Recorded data
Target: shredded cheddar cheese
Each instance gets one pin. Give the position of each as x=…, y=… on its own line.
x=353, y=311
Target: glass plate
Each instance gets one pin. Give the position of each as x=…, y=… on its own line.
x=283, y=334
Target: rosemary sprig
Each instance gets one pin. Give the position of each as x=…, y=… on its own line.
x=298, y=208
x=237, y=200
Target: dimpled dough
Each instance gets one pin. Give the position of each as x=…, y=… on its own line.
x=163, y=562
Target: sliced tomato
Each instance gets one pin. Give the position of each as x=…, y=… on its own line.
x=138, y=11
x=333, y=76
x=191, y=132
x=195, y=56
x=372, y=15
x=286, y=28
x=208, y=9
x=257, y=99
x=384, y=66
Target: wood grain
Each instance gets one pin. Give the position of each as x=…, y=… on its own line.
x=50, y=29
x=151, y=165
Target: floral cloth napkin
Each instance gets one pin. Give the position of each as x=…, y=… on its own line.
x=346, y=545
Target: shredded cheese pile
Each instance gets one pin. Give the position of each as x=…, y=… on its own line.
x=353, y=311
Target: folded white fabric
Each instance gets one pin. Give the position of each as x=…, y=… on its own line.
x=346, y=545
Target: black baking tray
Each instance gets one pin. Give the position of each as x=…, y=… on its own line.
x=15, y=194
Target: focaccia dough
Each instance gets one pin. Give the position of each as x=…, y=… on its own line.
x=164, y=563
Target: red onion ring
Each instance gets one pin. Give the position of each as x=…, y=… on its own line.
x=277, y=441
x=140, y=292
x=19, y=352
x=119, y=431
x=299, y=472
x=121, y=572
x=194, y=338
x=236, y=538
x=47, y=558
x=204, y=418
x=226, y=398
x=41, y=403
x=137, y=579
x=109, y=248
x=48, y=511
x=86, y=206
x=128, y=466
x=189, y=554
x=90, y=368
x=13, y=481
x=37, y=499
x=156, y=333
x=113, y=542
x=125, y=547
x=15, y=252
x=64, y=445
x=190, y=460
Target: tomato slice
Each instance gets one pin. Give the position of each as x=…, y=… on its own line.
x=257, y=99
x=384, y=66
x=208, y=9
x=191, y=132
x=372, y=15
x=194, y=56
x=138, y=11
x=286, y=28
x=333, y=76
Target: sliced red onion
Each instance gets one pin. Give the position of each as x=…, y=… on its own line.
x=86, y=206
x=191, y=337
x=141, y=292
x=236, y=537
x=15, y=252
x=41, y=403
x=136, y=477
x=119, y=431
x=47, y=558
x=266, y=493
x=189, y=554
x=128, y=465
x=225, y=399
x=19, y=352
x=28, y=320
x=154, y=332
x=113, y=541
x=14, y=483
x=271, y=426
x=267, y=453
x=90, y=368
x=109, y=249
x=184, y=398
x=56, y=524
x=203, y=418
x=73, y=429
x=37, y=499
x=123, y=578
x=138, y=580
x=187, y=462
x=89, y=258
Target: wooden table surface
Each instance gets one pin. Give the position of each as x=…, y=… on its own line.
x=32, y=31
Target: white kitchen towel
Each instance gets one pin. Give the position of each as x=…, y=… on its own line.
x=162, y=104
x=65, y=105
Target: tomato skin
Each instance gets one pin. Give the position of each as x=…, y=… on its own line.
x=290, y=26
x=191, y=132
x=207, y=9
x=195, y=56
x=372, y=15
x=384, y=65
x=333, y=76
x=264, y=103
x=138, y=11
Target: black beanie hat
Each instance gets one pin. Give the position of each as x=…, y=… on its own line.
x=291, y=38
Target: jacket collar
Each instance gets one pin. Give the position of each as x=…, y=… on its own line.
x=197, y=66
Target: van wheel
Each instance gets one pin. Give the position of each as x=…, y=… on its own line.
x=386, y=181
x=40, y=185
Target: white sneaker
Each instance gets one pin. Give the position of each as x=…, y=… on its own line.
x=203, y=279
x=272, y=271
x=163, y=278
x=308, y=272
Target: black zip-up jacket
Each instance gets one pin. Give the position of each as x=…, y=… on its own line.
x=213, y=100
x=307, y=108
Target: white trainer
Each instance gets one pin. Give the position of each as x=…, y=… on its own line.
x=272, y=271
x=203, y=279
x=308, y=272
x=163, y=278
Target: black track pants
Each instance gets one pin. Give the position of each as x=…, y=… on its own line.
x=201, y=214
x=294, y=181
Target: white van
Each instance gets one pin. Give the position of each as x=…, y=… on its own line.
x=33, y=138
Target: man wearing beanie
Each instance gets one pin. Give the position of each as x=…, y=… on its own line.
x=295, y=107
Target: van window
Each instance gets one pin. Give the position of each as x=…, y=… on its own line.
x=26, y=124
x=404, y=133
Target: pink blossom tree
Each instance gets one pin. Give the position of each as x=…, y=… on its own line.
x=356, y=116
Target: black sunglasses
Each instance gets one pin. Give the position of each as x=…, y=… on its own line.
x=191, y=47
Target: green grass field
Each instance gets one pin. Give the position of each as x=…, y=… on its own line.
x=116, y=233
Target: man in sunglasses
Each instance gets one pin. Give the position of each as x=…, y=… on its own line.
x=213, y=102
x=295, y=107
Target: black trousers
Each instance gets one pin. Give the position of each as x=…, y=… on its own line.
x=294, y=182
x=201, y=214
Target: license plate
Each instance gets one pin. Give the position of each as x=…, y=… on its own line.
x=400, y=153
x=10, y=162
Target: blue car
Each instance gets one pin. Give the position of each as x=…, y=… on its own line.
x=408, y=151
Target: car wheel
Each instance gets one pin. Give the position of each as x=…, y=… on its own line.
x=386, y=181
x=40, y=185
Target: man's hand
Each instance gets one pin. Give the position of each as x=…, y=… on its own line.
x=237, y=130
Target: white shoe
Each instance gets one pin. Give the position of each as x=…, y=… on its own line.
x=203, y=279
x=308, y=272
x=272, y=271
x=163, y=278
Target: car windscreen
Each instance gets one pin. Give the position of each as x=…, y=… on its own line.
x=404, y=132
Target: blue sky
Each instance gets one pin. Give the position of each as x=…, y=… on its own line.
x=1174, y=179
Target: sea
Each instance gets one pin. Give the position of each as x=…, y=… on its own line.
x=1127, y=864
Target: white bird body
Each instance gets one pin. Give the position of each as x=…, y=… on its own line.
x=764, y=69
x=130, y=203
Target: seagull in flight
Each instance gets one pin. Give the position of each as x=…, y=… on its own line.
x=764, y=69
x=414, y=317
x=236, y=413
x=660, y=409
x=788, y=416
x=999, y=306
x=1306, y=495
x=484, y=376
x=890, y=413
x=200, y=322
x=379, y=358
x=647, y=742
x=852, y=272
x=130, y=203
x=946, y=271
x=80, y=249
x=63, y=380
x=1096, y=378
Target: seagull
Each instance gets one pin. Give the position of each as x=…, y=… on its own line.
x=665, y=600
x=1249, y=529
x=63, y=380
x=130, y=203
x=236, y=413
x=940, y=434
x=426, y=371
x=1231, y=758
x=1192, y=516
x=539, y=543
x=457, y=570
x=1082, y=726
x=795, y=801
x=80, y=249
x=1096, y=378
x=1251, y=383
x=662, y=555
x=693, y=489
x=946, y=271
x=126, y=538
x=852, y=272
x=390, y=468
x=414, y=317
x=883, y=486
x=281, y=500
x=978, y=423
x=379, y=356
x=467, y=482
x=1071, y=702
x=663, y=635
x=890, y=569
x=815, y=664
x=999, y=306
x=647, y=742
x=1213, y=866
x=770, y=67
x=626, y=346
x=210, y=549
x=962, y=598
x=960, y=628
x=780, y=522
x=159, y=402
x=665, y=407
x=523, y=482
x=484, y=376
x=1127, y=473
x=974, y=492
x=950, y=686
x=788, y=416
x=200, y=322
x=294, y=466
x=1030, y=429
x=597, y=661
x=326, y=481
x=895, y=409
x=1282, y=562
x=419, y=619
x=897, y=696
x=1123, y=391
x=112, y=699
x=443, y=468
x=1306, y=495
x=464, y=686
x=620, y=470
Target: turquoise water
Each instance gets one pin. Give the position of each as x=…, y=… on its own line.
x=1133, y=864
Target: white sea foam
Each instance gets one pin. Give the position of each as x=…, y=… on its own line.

--- Description of the task ---
Write out again everything from the line containing "Target: car wheel" down to the line containing "x=237, y=130", offsetting each x and y coordinate in the answers by -106 and keeping all other lines of those rows unchanged.

--- The solution ---
Target: car wheel
Each instance gets one pin. Give the position of each as x=…, y=… on its own line.
x=280, y=75
x=-66, y=79
Target: man's hand
Each instance gets one pin. Give the position of each as x=…, y=… on its own line.
x=131, y=24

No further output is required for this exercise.